### Problem details
Copy the records below exactly, but leave out any picture they contain.

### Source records
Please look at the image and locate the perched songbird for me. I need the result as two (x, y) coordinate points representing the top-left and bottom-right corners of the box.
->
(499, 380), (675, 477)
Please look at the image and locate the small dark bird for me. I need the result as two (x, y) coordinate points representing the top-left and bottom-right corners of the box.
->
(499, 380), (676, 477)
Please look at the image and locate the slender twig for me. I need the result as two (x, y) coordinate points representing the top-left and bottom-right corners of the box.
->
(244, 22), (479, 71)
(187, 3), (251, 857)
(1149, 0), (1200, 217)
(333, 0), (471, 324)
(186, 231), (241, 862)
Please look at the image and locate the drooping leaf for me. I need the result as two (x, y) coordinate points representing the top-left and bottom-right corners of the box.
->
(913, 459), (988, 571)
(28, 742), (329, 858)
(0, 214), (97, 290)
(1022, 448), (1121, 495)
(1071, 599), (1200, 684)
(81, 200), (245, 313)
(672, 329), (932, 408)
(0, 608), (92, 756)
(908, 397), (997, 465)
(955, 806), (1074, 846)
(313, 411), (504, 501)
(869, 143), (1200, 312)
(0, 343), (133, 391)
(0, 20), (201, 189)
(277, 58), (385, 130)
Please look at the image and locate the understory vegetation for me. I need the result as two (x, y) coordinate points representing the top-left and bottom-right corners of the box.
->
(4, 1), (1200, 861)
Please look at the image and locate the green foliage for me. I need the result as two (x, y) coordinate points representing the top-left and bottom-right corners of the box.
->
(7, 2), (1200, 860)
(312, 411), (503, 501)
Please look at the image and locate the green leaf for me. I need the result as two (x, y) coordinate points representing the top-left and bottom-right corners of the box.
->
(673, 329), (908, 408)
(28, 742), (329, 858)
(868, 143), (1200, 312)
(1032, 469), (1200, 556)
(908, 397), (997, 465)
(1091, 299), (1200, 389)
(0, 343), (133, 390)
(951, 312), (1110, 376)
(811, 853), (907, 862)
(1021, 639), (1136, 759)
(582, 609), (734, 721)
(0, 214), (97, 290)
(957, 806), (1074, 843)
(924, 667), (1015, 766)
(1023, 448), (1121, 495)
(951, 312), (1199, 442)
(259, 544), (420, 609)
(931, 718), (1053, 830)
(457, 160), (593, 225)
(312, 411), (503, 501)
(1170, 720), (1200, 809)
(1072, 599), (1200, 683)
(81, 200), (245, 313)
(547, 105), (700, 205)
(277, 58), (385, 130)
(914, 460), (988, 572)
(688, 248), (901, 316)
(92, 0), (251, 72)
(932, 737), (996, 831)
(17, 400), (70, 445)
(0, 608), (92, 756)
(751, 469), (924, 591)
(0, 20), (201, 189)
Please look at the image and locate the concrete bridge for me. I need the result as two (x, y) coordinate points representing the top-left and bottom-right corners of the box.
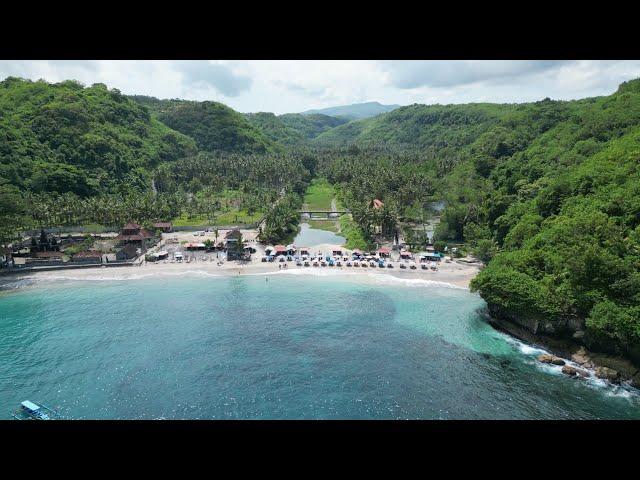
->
(298, 210), (349, 219)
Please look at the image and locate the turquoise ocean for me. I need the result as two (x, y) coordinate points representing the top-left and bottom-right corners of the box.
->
(1, 270), (639, 419)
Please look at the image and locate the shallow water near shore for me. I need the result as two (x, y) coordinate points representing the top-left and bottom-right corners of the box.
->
(1, 273), (639, 419)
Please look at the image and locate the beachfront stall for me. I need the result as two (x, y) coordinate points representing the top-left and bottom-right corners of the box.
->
(377, 247), (391, 258)
(273, 245), (287, 256)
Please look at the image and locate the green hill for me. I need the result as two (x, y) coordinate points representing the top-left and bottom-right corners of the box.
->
(0, 78), (197, 196)
(145, 99), (279, 154)
(245, 112), (348, 146)
(314, 103), (519, 149)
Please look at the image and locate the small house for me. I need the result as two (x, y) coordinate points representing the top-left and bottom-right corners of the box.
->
(116, 223), (154, 250)
(153, 222), (173, 233)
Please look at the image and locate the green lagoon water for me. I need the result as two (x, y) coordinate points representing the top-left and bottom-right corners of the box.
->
(1, 270), (639, 419)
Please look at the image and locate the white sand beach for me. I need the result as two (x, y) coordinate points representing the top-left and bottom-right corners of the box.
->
(27, 252), (482, 289)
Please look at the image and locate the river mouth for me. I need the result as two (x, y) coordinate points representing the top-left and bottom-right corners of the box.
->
(293, 223), (346, 246)
(1, 274), (639, 419)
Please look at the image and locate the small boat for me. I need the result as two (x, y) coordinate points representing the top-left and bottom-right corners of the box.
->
(12, 400), (60, 420)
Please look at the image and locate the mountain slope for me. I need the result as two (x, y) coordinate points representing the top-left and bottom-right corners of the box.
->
(300, 101), (400, 120)
(155, 101), (278, 154)
(245, 112), (349, 146)
(0, 78), (197, 196)
(313, 103), (520, 151)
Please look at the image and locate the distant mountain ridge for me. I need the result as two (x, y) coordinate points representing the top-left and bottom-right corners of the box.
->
(299, 101), (402, 120)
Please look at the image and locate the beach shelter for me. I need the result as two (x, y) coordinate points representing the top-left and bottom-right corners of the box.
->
(400, 249), (412, 259)
(377, 247), (391, 258)
(274, 245), (287, 255)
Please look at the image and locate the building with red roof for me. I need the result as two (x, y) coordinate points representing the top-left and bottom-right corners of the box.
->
(115, 222), (154, 250)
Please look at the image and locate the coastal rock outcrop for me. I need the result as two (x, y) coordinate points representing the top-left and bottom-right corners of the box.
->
(538, 354), (566, 366)
(561, 365), (589, 377)
(595, 367), (620, 383)
(571, 347), (595, 369)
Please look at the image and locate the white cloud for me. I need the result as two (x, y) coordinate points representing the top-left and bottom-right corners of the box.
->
(1, 60), (640, 114)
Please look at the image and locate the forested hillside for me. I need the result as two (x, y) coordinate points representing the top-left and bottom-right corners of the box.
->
(0, 78), (197, 196)
(314, 103), (519, 149)
(132, 97), (279, 154)
(245, 112), (348, 146)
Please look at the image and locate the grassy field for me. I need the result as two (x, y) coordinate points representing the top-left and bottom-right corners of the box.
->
(303, 178), (337, 211)
(339, 215), (372, 250)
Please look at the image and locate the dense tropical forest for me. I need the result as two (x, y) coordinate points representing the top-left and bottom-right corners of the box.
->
(2, 75), (640, 362)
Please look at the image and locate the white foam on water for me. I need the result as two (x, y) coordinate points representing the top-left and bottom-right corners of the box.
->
(251, 268), (469, 290)
(364, 272), (467, 290)
(30, 269), (225, 283)
(500, 331), (640, 400)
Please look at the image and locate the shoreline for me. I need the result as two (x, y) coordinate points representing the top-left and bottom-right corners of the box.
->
(7, 258), (481, 289)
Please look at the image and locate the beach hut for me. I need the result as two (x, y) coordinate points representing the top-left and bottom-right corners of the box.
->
(377, 247), (391, 258)
(400, 249), (412, 260)
(153, 222), (173, 233)
(424, 252), (442, 262)
(274, 245), (287, 256)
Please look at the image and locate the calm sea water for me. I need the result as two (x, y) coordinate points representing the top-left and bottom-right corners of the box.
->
(1, 271), (639, 419)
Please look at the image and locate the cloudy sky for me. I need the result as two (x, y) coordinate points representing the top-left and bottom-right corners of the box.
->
(2, 60), (640, 114)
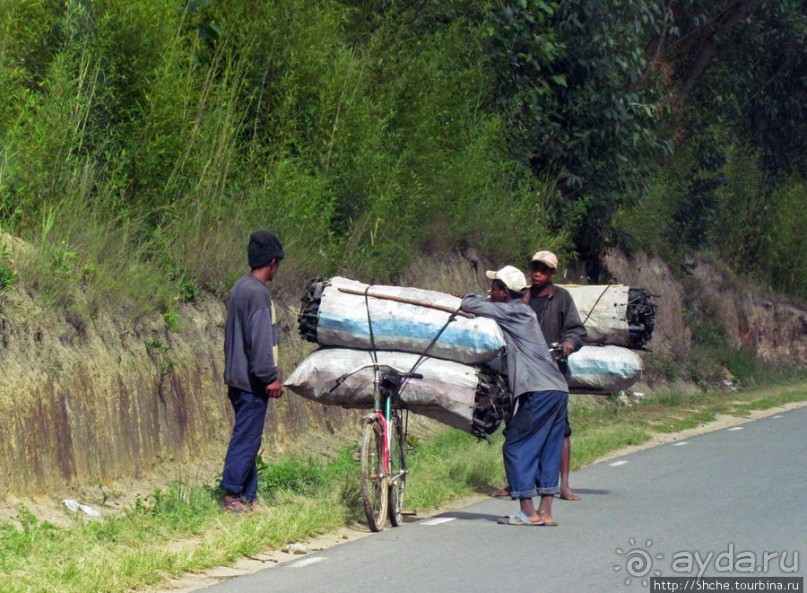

### Output for this task
Please look at the image and locate the perched songbird for me. I need the result as two (x, y) coordinate points representing the top-left and bottom-right corners of the box.
->
(499, 380), (675, 477)
Please look at the image and locate the small dark bird for me. I need the result as two (x, y) coordinate points representing the top-left and bottom-right corners of the box.
->
(499, 380), (676, 477)
Please look at the image and locate the slender twig for me. I need the result as two (x, y) coordinate points representing the top-left and bottom-right corners of the box.
->
(244, 22), (479, 71)
(187, 3), (251, 857)
(1149, 0), (1200, 217)
(333, 0), (471, 324)
(186, 231), (241, 862)
Please look at the image and locate the drooping leaf for me. I need the result as two (x, y) coordinate points representing the top-left and bottom-right corners of the box.
->
(913, 459), (988, 571)
(28, 742), (329, 858)
(0, 214), (97, 290)
(1022, 448), (1121, 495)
(1071, 599), (1200, 684)
(81, 200), (245, 313)
(672, 329), (932, 408)
(0, 608), (92, 756)
(908, 397), (997, 465)
(955, 806), (1074, 846)
(313, 411), (504, 501)
(869, 143), (1200, 312)
(0, 343), (133, 391)
(0, 20), (201, 189)
(277, 58), (385, 130)
Please look at the image and locate the understory vegetation for me. I need the result as two (x, y) coordinate points representing the top-left and bottom-right corners of the box.
->
(4, 1), (1200, 861)
Please look at the image and locate the green foliage for me. I need the result as two (x, y) coordinate points representing the top-left and bottom-right corners of the box.
->
(7, 2), (1200, 860)
(312, 411), (503, 501)
Please look at the image and locate the green leaf for me. I need the result as two (x, y) coordinate points representing the top-left and bottom-right corners of the box.
->
(673, 329), (908, 408)
(28, 742), (329, 858)
(868, 143), (1200, 312)
(1032, 469), (1200, 556)
(908, 397), (997, 465)
(1091, 299), (1200, 389)
(0, 343), (133, 390)
(951, 312), (1110, 376)
(811, 853), (907, 862)
(1021, 639), (1136, 759)
(582, 609), (734, 721)
(0, 214), (97, 290)
(957, 806), (1074, 843)
(924, 667), (1015, 766)
(1023, 448), (1121, 495)
(951, 312), (1199, 442)
(259, 544), (420, 609)
(931, 718), (1053, 830)
(457, 160), (593, 225)
(312, 411), (503, 501)
(1170, 720), (1200, 809)
(1072, 599), (1200, 683)
(81, 200), (245, 313)
(547, 105), (700, 205)
(277, 58), (385, 130)
(914, 460), (988, 572)
(688, 248), (901, 316)
(92, 0), (251, 72)
(932, 737), (996, 831)
(17, 400), (70, 445)
(0, 608), (92, 756)
(751, 469), (924, 591)
(0, 20), (201, 189)
Please look at the image and locate the concrete bridge for me. I need the result as two (x, y) coordinate points representing the top-left and bottom-right corners of the box.
->
(298, 210), (349, 219)
Please look at the image and locate the turquoise ocean for me. I need the result as two (x, y) coordinate points representing the top-left and bottom-right corners of the box.
->
(1, 270), (639, 419)
Please look at the image and locate the shallow water near shore for me. I need the result as two (x, y) coordinate points representing the top-left and bottom-right corners of the box.
->
(1, 273), (639, 419)
Please look at the image and locate the beachfront stall for me. I need the result as two (x, y) coordinate points representing the top-left and bottom-right corners of the box.
->
(377, 247), (391, 258)
(273, 245), (287, 256)
Please look at the image and locate the green hill for me. I need the result as two (x, y) coordinate points representing the top-left and bottom-right corners of the box.
->
(0, 78), (197, 196)
(145, 99), (279, 154)
(245, 112), (348, 146)
(314, 103), (519, 149)
Please look at the image and locate the small house for me. I need the result as two (x, y) coordinate points representing the top-left and bottom-right corners of the box.
->
(116, 223), (154, 250)
(153, 222), (173, 233)
Please look at the image and locate the green lagoon water for me. I need the result as two (x, y) coordinate points representing the top-left and bottom-right corners of the box.
->
(1, 270), (639, 419)
Please look at the image and locate the white sand beach for me. I need the result as two (x, y) coordinate points representing the top-left and bottom-right corners of the box.
->
(27, 252), (482, 289)
Please look at the image and locate the river mouth for me. I need the result as two (x, y) coordinate points representing the top-left and bottom-right corners of the box.
->
(293, 223), (346, 246)
(1, 274), (639, 419)
Please look at the image and locate the small boat for me. I need the result as two (x, y) coordinate points representing the top-left and bottom-right corners of the box.
->
(12, 400), (60, 420)
Please look at the image and locate the mountain slope for me. I need the result as two (x, y) coordinate points representing the top-left and bottom-right corners of the box.
->
(300, 101), (400, 120)
(155, 101), (278, 154)
(245, 112), (349, 146)
(0, 78), (197, 196)
(313, 103), (520, 151)
Please look at the image and locate the distant mountain ridge for me. I need the result as two (x, y) coordinate points representing the top-left and bottom-right corners of the box.
->
(299, 101), (402, 120)
Please look at the image and locate the beach shelter for me. I need the result as two (x, y) coordinate points representing the top-left and bottom-right corners of the box.
->
(400, 249), (412, 259)
(377, 247), (391, 258)
(274, 245), (287, 255)
Please look at the image and locate the building with red roof for me. I need the result as two (x, y) coordinate points representing the top-left and bottom-right corners of the box.
->
(115, 222), (154, 250)
Please look at the image and locate the coastal rock outcrop for me. I need the result as two (x, y) coordinate points representing the top-left and bottom-right corners of the box.
->
(538, 354), (566, 366)
(561, 365), (589, 377)
(595, 367), (620, 383)
(571, 347), (595, 369)
Please look at the image and locate the white cloud for me. I need the result as two (x, y) coordinate points representing the top-left and bottom-right corners of the box.
->
(1, 60), (640, 114)
Please look at the image and locate the forested hillside for me. I need the result as two (x, y) coordinate points representing the top-left and bottom-right corners of the box.
->
(0, 78), (197, 196)
(314, 103), (519, 149)
(132, 97), (279, 154)
(245, 112), (348, 146)
Please look at the image and locate the grassy field for me. I need the result as two (x, y) coordinate points representing the top-left and bottom-right corners of the box.
->
(303, 178), (337, 211)
(339, 215), (372, 250)
Please look at the image and locate the dense tropical forest for me. I need the result as two (x, y) coordinate points representing the top-left and bottom-right corners of the box.
->
(2, 75), (640, 362)
Please look at the image and locate the white foam on water for me. I need the result as two (x, y) coordinate points representing the top-left and bottom-right corners of the box.
->
(251, 268), (469, 290)
(364, 272), (467, 290)
(30, 269), (225, 283)
(500, 331), (640, 400)
Please look at the image and locate the shoreline for me. I need the result as two (x, y) coordinate points representing the top-left and bottom-right corners of the box.
->
(7, 258), (481, 289)
Please look at the image and locate the beach hut for me. I need the result as two (x, y) coordinate points representing the top-left and bottom-right corners of the box.
->
(377, 247), (391, 258)
(400, 249), (412, 260)
(153, 222), (173, 233)
(424, 252), (442, 262)
(274, 245), (287, 256)
Please look at the image and locate the calm sea water for me. I need the result as two (x, y) coordinate points representing the top-left and bottom-right corners of the box.
->
(1, 271), (639, 419)
Please look at the image and locate the cloudy sky for me. I need the result as two (x, y) coordinate points representing the top-left and bottom-right corners of the box.
->
(2, 60), (640, 114)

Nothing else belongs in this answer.